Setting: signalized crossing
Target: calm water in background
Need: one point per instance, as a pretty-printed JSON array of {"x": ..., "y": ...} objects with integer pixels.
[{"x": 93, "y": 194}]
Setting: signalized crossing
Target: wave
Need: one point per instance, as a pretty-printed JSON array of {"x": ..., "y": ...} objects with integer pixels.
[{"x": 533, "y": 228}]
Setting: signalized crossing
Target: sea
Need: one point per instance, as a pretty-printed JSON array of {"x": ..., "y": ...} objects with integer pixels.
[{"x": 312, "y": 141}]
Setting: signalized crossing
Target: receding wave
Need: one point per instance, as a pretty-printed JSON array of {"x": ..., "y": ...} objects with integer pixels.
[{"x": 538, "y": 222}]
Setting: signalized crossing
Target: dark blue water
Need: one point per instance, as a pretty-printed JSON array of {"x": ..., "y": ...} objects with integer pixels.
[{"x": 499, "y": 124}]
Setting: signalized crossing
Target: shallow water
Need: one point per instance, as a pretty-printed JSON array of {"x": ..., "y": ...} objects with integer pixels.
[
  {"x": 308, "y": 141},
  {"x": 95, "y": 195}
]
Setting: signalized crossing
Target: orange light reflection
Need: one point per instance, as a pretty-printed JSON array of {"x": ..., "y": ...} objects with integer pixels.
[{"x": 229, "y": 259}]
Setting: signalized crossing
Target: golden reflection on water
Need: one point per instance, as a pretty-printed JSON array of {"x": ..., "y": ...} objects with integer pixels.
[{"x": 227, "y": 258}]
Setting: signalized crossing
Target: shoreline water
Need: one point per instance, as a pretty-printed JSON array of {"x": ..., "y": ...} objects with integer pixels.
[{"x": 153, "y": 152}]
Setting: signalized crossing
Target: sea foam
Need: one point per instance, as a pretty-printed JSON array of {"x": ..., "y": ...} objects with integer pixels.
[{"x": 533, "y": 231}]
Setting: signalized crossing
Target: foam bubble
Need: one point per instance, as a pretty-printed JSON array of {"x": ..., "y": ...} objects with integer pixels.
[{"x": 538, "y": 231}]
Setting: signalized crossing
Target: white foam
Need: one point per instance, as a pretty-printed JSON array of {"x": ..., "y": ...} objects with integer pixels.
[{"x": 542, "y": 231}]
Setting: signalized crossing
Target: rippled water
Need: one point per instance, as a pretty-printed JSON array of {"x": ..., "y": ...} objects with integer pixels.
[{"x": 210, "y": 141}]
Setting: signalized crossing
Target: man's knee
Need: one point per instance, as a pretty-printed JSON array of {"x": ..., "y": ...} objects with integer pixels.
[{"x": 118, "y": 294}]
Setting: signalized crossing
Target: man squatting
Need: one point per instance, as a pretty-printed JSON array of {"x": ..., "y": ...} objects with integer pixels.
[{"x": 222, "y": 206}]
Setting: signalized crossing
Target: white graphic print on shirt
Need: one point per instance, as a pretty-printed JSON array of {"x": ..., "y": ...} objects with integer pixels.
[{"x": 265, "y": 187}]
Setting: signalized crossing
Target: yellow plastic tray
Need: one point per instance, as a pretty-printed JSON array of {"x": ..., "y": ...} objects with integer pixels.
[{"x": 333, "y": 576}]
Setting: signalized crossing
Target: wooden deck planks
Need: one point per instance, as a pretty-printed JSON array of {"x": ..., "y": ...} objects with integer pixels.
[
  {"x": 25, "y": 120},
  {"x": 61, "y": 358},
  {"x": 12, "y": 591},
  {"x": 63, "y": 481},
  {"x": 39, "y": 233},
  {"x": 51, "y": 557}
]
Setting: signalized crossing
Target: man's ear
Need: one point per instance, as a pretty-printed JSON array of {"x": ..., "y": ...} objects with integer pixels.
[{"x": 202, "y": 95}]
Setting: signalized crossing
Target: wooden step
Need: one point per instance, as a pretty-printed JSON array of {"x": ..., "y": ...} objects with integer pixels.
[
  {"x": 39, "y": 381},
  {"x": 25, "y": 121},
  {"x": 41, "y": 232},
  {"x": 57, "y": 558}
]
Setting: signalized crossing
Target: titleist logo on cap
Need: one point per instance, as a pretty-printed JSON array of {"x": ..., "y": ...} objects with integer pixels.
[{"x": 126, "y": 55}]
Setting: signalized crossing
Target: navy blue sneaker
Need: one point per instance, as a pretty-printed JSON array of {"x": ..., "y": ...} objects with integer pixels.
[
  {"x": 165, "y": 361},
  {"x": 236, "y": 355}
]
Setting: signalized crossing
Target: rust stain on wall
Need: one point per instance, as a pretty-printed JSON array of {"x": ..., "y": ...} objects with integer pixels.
━━━━
**WORK ORDER**
Word for word, restate all of the data shown above.

**REPLY**
Setting: signalized crossing
Target: calm water in background
Need: one point per instance, as a pretty-printed JSON array of {"x": ..., "y": ...} objects with integer pixels.
[{"x": 93, "y": 194}]
Setting: signalized crossing
Target: wave
Need: one point per instance, as a pretty-printed JSON array of {"x": ..., "y": ...} objects with integer pixels.
[{"x": 533, "y": 228}]
Setting: signalized crossing
Target: sea
Need: one point per instance, as a pretty-printed JSON array of {"x": ..., "y": ...} objects with integer pixels.
[{"x": 312, "y": 141}]
Setting: signalized crossing
Target: receding wave
Need: one point per instance, as a pretty-printed JSON array of {"x": ..., "y": ...} objects with integer pixels.
[{"x": 538, "y": 222}]
Setting: signalized crossing
Target: dark blue water
Need: one point per instance, as a pretty-printed JSON array of {"x": ..., "y": ...} objects with integer pixels.
[{"x": 499, "y": 124}]
Setting: signalized crossing
Target: shallow water
Need: one point per instance, as a pretty-printed JSON array of {"x": ..., "y": ...} objects with integer pixels.
[
  {"x": 308, "y": 141},
  {"x": 95, "y": 195}
]
Setting: signalized crossing
Target: orange light reflection
Need: one point per instance, as a pretty-printed JSON array of {"x": ..., "y": ...} objects with integer pixels.
[{"x": 229, "y": 259}]
Setting: signalized crossing
Target: golden reflection on water
Need: one point per instance, as a pretty-printed JSON array of {"x": ..., "y": ...} objects with integer pixels.
[{"x": 227, "y": 258}]
Setting: signalized crossing
Target: shoreline water
Need: one point per instance, as a pretty-printed JSON array of {"x": ..., "y": ...} objects with integer pixels.
[{"x": 153, "y": 152}]
Setting: signalized crossing
Target: sea foam
Need: one point per instance, as a pretty-printed JSON array of {"x": ..., "y": ...} objects with integer pixels.
[{"x": 533, "y": 231}]
Setting: signalized crossing
Target: foam bubble
Need: one point per instance, as a pretty-printed JSON array of {"x": ..., "y": ...} objects with integer pixels.
[{"x": 538, "y": 231}]
Setting: signalized crossing
Target: white foam
Need: one point per instance, as a pretty-printed JSON array of {"x": ..., "y": ...} objects with integer pixels.
[{"x": 542, "y": 231}]
Setting: signalized crossing
Target: rippled water
Need: one point per instance, as a pretty-printed JSON array of {"x": ..., "y": ...} objects with integer pixels.
[{"x": 210, "y": 141}]
Setting: signalized crossing
Target: man's knee
Need: one point per instance, as a pretty-printed JSON array of {"x": ..., "y": ...} objects with integer pixels.
[{"x": 118, "y": 294}]
Setting: signalized crossing
Target: man squatting
Need: one point per instance, as a pretty-printed JSON array of {"x": ..., "y": ...} objects with integer pixels.
[{"x": 222, "y": 206}]
Setting: signalized crossing
Target: white graphic print on shirt
Need: one point per instance, as a pretty-printed JSON array of {"x": ..., "y": ...} objects with integer pixels.
[{"x": 265, "y": 187}]
Setting: signalized crossing
Target: yellow plastic tray
Need: one point per instance, as a pretty-printed JSON array of {"x": ..., "y": ...} objects with integer pixels.
[{"x": 333, "y": 576}]
Setting: signalized crossing
Target: wooden deck planks
Need: one point per instance, as a pretty-printed JSON array of {"x": ..., "y": ...} objects with integer pixels.
[
  {"x": 25, "y": 120},
  {"x": 61, "y": 358},
  {"x": 12, "y": 591},
  {"x": 63, "y": 481},
  {"x": 39, "y": 233},
  {"x": 51, "y": 557}
]
Setting: signalized crossing
Target: man's ear
Need: one point per instance, as a pretty-printed JSON array of {"x": ..., "y": ...} objects with integer pixels.
[{"x": 202, "y": 95}]
Setting: signalized crossing
Target: wooden step
Need: one point per instance, as a pretty-printed JSON array of {"x": ..., "y": ...} objects with integer pixels.
[
  {"x": 39, "y": 381},
  {"x": 25, "y": 121},
  {"x": 41, "y": 232},
  {"x": 57, "y": 558}
]
Setting: signalized crossing
Target: titleist logo on cap
Need: one point per instance, as a pretty-printed JSON array of {"x": ..., "y": ...} objects with integer pixels.
[{"x": 126, "y": 55}]
Setting: signalized crossing
Target: navy blue sneaker
Need: one point per instance, as a pretty-printed JSON array of {"x": ..., "y": ...} objects with integer pixels.
[
  {"x": 165, "y": 361},
  {"x": 236, "y": 355}
]
Setting: signalized crossing
Target: rust stain on wall
Need: one point per instance, as a pretty-printed JSON array of {"x": ..., "y": ...} objects with integer pixels.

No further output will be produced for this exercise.